> [Provided entries]:
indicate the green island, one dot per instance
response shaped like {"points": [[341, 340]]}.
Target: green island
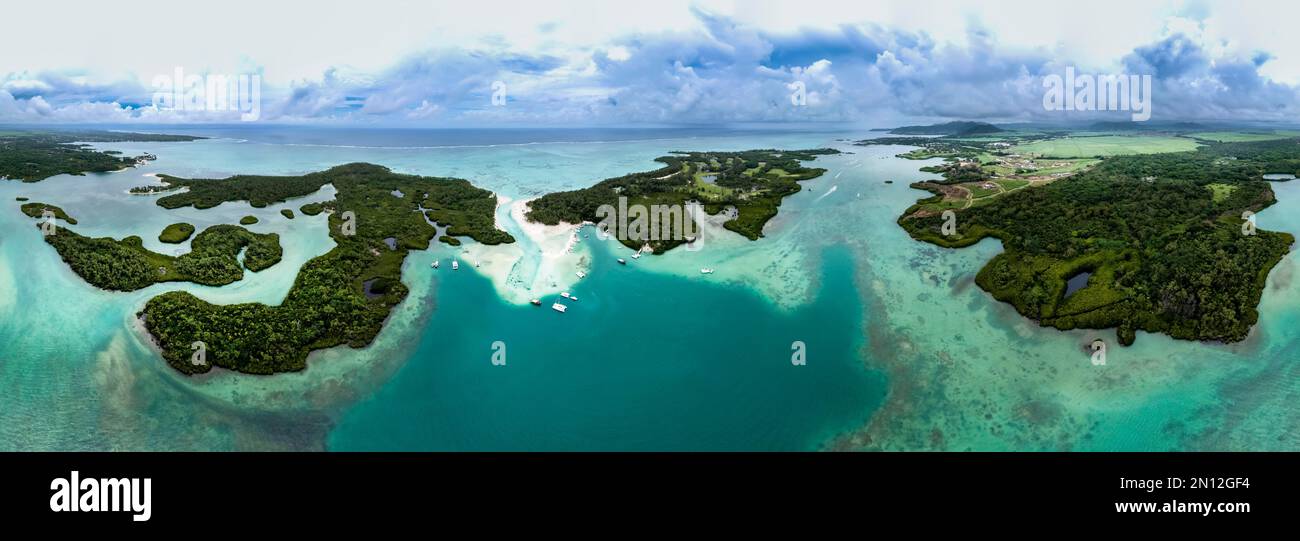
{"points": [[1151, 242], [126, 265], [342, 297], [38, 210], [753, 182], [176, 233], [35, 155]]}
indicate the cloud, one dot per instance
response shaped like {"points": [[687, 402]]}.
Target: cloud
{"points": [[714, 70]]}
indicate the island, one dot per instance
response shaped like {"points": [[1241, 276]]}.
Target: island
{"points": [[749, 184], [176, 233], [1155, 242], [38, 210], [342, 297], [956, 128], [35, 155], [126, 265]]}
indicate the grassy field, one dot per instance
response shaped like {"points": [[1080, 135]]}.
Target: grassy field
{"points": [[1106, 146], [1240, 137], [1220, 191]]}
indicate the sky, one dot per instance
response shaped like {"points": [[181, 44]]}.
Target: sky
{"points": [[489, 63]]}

---

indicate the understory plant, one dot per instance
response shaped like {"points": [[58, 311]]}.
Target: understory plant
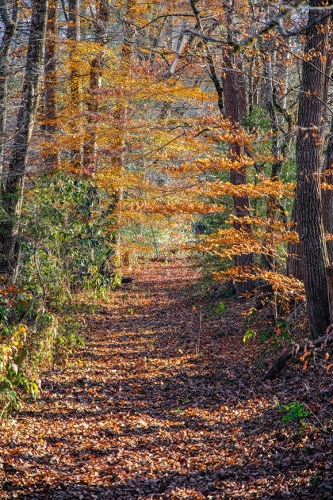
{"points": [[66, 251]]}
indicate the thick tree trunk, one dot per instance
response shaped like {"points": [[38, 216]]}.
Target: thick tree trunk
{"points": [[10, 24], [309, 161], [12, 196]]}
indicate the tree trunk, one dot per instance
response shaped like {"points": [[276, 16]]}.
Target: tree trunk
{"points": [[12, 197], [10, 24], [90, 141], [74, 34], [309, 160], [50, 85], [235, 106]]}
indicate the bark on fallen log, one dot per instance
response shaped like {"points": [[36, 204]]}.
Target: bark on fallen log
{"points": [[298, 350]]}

> [Given instruction]: Which lines in the listing contain the string "thick"? List each of them in full, and treat uppercase and lowercase as different.

> [Finished task]:
indicate the thick tree trunk, one dot per instance
Target: thick tree trunk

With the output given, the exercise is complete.